◆ TEXT:
Home All Groups Group Topic Archive Search About

Re: Parse text into words?

Author
23 Jun 2006 1:30 PM
Larry Lard
Travers Naran wrote:
> jim_ad***@hotmail.com wrote:
> > I need a very efficient way to parse large amounts of text (GBs) on
> > word boundaries.  Words will then be added to an array as long as they
> > haven't already been added.  Splitting on a space is a bit too basic
> > since punctuation will remain.  Maybe regex?
>
> You've got a few choices.  The Regex split can do what you want; just
> split on [ ,.!?;:].  You could also define a regex for your words and
> use Matches().

Regex is overkill for this problem, and for gigabytes of text we need
to think about performance slightly earlier than we normally would.

>
> The other option is to write a lexical analyzer (lexer).  There might
> be some .Net equivalents of the old reliable Lex and Flex.  Not sure if
> they'd be faster in this case, and seem like massive over kill to me.
>
> Or if you're really insane, you can hand-write a lexical analyzer. :-)

No _lexical_ analysis is involved here - all we are doing is parsing.
This seems to me to be the simplest approach:

- Get the text into a Char array
- Procees through this array one Char at a time, maintaining an
initially-empty 'current word'
- When a character is read:
- - if it is a letter character, append it to the 'current word'
- - if it is not a letter character, the 'current word' is complete:
process it, and reset the 'current word' to the empty string

Done.

--
Larry Lard
Replies to group please

Author
23 Jun 2006 4:21 PM
Travers Naran
Larry Lard wrote:
> Travers Naran wrote:
> > You've got a few choices.  The Regex split can do what you want; just
> > split on [ ,.!?;:].  You could also define a regex for your words and
> > use Matches().
>
> Regex is overkill for this problem, and for gigabytes of text we need
> to think about performance slightly earlier than we normally would.

Have you tested the performance yet?  Because a pre-compiled regex can
be surprisingly fast.

> > Or if you're really insane, you can hand-write a lexical analyzer. :-)
>
> No _lexical_ analysis is involved here - all we are doing is parsing.
> This seems to me to be the simplest approach:
>
> - Get the text into a Char array
> - Procees through this array one Char at a time, maintaining an
> initially-empty 'current word'
> - When a character is read:
> - - if it is a letter character, append it to the 'current word'
> - - if it is not a letter character, the 'current word' is complete:
> process it, and reset the 'current word' to the empty string

Um, that IS lexical analysis.
Author
23 Jun 2006 11:45 PM
Larry Lard
Travers Naran wrote:
> Larry Lard wrote:
> > Travers Naran wrote:
> > > You've got a few choices.  The Regex split can do what you want; just
> > > split on [ ,.!?;:].  You could also define a regex for your words and
> > > use Matches().
> >
> > Regex is overkill for this problem, and for gigabytes of text we need
> > to think about performance slightly earlier than we normally would.
>
> Have you tested the performance yet?  Because a pre-compiled regex can
> be surprisingly fast.

Sure, but is it going to be faster than the below?

Show quoteHide quote
>
> > > Or if you're really insane, you can hand-write a lexical analyzer. :-)
> >
> > No _lexical_ analysis is involved here - all we are doing is parsing.
> > This seems to me to be the simplest approach:
> >
> > - Get the text into a Char array
> > - Procees through this array one Char at a time, maintaining an
> > initially-empty 'current word'
> > - When a character is read:
> > - - if it is a letter character, append it to the 'current word'
> > - - if it is not a letter character, the 'current word' is complete:
> > process it, and reset the 'current word' to the empty string
>
> Um, that IS lexical analysis.

My mistake.

--
Larry Lard
Replies to group please

◆ SUPPLIED DATA:
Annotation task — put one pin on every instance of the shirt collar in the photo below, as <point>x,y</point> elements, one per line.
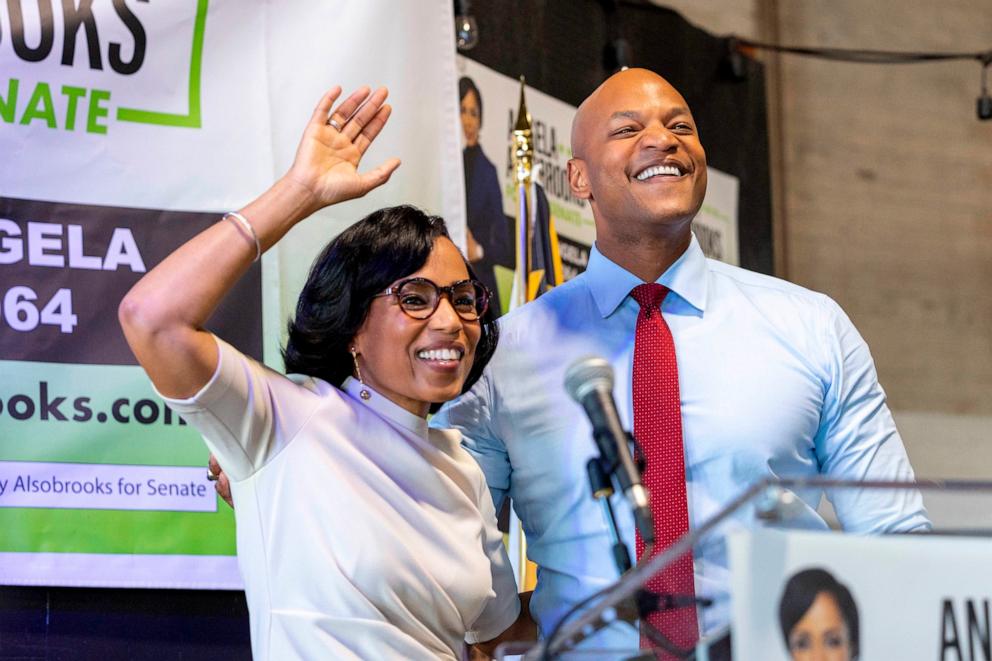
<point>385,407</point>
<point>610,283</point>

◆ DIRECTIONS FOR THIS TASK: In the thread on parsing text into words, rewrite the paragraph that starts "No _lexical_ analysis is involved here" as a shorter numbered list that keeps its main points. The listing is separate material and has no connection to the forum thread on parsing text into words.

◆ SOLUTION FOR THIS TASK:
1. The writer says the task involves parsing, not lexical analysis, and proposes what seems the simplest approach.
2. Put the text into a Char array.
3. Go through the array one Char at a time, keeping a "current word" that starts empty.
4. If a character is a letter, add it to the current word.
5. If it is not a letter, the current word is complete: process it, then reset the current word to an empty string.